• **SUPPLIED TEXT**
On Tue, 2005-09-27 at 13:05 -0500, Brian Harring wrote:
> On Tue, Sep 27, 2005 at 01:47:49PM -0400, Mike Frysinger wrote:
> > On Tuesday 27 September 2005 01:29 pm, Chris Gianelloni wrote:
> > > On Tue, 2005-09-27 at 11:57 -0500, Brian Harring wrote:
> > > > I'd rather see reasons listed as to why syslog-ng is a superior
> > > > default for users who (most likely) don't care, then "we lack
> > > > /var/log/messages" :)
> > >
> > > Besides the /var/log/messages thing, which I think is a non-argument,
> > > there is syslog-ng's ability to be usable by anyone.  It works great for
> > > servers, it works great for desktops.  It works as a loghost.  It works
> > > for remote logging.  Essentially, it has all of the features that users
> > > would want.  It also has all of the features that administrators would
> > > want.  It is flexible and powerful.

• **WRITTEN EXERCISE 1**
Quote the mailing-list exchange about syslog-ng in full, keeping every line identical.

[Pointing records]
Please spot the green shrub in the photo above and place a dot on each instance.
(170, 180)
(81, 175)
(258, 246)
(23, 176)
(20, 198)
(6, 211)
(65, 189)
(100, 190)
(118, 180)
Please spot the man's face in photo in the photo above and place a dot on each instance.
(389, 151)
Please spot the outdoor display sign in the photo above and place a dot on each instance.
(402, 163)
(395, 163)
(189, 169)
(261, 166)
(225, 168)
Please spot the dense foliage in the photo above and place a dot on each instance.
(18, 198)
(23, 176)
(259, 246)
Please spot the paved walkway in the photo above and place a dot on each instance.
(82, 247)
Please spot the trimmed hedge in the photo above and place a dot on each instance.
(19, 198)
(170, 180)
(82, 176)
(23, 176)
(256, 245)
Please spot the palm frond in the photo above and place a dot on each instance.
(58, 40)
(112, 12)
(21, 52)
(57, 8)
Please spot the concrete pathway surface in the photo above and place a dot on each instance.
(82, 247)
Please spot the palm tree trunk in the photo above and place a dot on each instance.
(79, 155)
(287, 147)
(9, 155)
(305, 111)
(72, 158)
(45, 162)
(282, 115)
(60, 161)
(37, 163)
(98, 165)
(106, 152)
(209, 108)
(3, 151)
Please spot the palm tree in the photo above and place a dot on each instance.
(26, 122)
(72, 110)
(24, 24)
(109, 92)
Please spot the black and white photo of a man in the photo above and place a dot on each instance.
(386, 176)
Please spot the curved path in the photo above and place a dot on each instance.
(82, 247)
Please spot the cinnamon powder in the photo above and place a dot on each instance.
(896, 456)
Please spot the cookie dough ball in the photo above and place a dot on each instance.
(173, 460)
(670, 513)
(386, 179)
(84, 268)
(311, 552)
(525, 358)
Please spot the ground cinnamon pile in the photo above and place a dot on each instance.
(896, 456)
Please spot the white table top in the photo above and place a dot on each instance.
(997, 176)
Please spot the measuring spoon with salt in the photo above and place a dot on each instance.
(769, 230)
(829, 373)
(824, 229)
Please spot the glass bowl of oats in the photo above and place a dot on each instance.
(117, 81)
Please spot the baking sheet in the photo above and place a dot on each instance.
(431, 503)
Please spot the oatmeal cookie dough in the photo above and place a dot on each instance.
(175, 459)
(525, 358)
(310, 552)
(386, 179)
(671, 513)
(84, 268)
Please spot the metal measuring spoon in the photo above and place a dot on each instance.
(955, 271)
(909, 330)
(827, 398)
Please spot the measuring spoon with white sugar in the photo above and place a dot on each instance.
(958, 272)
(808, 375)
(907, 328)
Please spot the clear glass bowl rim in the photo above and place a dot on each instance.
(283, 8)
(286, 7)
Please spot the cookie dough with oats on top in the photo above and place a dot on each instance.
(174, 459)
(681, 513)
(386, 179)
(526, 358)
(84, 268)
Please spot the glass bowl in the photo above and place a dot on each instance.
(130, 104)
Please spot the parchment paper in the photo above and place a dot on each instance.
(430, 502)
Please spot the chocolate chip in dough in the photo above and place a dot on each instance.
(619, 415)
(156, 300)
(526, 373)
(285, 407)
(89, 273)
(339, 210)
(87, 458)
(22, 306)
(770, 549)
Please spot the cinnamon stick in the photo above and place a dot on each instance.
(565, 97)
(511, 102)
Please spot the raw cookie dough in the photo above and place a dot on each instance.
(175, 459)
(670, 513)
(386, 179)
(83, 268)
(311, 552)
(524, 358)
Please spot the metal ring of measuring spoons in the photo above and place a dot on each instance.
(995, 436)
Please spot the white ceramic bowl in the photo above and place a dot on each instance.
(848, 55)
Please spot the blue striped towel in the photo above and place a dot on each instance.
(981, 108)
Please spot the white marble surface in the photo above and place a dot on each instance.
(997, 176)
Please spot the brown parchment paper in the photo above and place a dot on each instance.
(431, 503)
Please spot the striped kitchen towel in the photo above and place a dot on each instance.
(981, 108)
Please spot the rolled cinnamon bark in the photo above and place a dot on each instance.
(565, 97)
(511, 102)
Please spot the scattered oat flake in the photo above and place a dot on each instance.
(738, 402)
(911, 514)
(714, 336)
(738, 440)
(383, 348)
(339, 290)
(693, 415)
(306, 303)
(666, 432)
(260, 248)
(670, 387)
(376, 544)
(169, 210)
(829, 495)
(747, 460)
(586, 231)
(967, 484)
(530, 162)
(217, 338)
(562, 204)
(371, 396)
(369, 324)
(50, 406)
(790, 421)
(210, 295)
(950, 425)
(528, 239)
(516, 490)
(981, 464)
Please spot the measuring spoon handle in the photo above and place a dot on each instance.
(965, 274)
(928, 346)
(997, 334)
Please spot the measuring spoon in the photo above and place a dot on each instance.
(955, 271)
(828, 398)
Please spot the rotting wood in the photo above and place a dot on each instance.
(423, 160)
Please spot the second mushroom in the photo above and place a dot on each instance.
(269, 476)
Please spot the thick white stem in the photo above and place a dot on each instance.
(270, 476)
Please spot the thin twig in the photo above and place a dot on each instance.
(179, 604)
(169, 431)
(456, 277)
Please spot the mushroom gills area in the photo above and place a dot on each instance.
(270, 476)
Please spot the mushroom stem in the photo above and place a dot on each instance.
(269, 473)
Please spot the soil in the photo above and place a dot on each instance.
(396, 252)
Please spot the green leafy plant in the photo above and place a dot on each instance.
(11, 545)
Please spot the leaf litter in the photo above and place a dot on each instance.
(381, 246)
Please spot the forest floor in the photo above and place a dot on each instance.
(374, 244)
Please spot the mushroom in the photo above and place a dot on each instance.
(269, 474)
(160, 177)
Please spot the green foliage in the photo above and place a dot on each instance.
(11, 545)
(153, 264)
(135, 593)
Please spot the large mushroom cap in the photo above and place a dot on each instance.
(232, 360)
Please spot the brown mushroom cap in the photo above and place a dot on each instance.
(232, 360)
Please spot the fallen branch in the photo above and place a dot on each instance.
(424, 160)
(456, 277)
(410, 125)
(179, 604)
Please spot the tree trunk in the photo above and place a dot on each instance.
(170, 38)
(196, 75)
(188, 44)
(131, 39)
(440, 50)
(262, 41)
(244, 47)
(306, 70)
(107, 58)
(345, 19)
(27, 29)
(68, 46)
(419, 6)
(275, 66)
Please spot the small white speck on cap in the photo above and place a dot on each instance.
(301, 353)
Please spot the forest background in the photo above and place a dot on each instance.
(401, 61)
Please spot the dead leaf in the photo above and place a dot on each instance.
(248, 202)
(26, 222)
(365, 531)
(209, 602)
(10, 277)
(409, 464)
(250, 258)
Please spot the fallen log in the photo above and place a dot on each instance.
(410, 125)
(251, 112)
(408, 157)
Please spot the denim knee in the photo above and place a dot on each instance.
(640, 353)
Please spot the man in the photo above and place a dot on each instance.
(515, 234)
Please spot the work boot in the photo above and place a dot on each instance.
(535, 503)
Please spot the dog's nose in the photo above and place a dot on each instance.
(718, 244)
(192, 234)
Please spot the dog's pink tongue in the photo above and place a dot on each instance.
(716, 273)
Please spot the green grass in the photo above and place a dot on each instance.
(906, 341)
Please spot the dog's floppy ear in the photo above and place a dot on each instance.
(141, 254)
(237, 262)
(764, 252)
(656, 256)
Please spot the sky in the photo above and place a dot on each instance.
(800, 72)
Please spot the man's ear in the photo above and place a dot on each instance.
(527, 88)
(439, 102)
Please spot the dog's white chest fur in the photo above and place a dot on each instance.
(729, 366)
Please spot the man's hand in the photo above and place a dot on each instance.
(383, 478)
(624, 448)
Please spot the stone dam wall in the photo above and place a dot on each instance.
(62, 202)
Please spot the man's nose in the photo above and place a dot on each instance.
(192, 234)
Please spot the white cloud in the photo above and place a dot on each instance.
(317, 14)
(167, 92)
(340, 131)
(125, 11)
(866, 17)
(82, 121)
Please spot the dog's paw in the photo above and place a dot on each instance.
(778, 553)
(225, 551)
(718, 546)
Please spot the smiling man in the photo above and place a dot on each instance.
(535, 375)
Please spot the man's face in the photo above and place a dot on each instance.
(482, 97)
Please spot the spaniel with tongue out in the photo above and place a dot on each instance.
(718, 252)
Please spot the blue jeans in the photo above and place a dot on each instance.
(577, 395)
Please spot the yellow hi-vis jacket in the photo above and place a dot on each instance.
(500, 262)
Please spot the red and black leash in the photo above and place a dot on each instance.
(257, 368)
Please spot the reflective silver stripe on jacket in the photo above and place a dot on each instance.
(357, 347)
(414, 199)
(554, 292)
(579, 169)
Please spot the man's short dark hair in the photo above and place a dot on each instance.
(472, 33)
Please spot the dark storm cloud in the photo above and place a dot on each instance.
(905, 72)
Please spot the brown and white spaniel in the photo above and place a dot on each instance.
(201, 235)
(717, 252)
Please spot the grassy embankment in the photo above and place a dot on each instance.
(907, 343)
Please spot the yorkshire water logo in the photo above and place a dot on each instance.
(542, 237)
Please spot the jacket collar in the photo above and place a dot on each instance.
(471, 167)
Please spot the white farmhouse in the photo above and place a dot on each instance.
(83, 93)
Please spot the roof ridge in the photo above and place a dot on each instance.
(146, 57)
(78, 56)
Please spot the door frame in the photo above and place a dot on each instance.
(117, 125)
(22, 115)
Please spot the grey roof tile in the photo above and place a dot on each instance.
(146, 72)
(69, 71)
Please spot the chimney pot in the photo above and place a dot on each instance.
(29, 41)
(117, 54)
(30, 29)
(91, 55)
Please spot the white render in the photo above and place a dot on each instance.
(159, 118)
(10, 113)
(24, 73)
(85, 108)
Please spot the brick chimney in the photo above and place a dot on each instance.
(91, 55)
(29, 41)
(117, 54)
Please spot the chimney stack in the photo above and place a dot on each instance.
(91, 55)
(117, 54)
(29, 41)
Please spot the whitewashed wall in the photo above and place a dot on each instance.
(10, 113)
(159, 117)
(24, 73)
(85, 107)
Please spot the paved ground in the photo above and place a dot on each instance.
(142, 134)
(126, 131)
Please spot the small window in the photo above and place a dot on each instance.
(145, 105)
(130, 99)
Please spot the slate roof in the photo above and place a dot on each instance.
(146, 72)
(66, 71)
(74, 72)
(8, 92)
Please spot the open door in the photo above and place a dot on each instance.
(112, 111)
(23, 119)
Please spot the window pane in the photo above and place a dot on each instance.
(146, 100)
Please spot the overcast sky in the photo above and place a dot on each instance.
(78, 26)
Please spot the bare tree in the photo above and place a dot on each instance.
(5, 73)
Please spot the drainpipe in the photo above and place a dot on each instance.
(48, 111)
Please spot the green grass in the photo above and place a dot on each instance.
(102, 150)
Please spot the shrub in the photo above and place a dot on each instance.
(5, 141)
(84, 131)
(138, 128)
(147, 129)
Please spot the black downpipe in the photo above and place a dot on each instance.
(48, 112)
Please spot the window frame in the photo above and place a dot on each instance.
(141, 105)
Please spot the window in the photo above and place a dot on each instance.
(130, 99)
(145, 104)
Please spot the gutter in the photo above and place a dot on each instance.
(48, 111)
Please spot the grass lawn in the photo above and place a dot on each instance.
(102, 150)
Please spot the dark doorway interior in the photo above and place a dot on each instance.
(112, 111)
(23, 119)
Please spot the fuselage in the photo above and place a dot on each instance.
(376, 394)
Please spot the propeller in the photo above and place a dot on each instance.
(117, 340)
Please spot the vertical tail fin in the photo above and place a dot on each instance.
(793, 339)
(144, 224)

• **WRITTEN EXERCISE 2**
Find each line of the listing that contains the string "glass" and copy those lines out, treating uppercase and lowercase as different.

• **WRITTEN ANSWER 1**
On Tue, 2005-09-27 at 13:05 -0500, Brian Harring wrote:
> On Tue, Sep 27, 2005 at 01:47:49PM -0400, Mike Frysinger wrote:
> > On Tuesday 27 September 2005 01:29 pm, Chris Gianelloni wrote:
> > > On Tue, 2005-09-27 at 11:57 -0500, Brian Harring wrote:
> > > > I'd rather see reasons listed as to why syslog-ng is a superior
> > > > default for users who (most likely) don't care, then "we lack
> > > > /var/log/messages" :)
> > >
> > > Besides the /var/log/messages thing, which I think is a non-argument,
> > > there is syslog-ng's ability to be usable by anyone.  It works great for
> > > servers, it works great for desktops.  It works as a loghost.  It works
> > > for remote logging.  Essentially, it has all of the features that users
> > > would want.  It also has all of the features that administrators would
> > > want.  It is flexible and powerful.

• **WRITTEN ANSWER 2**
Please spot the glass bowl of oats in the photo above and place a dot on each instance.
Please spot the clear glass bowl rim in the photo above and place a dot on each instance.
Please spot the glass bowl in the photo above and place a dot on each instance.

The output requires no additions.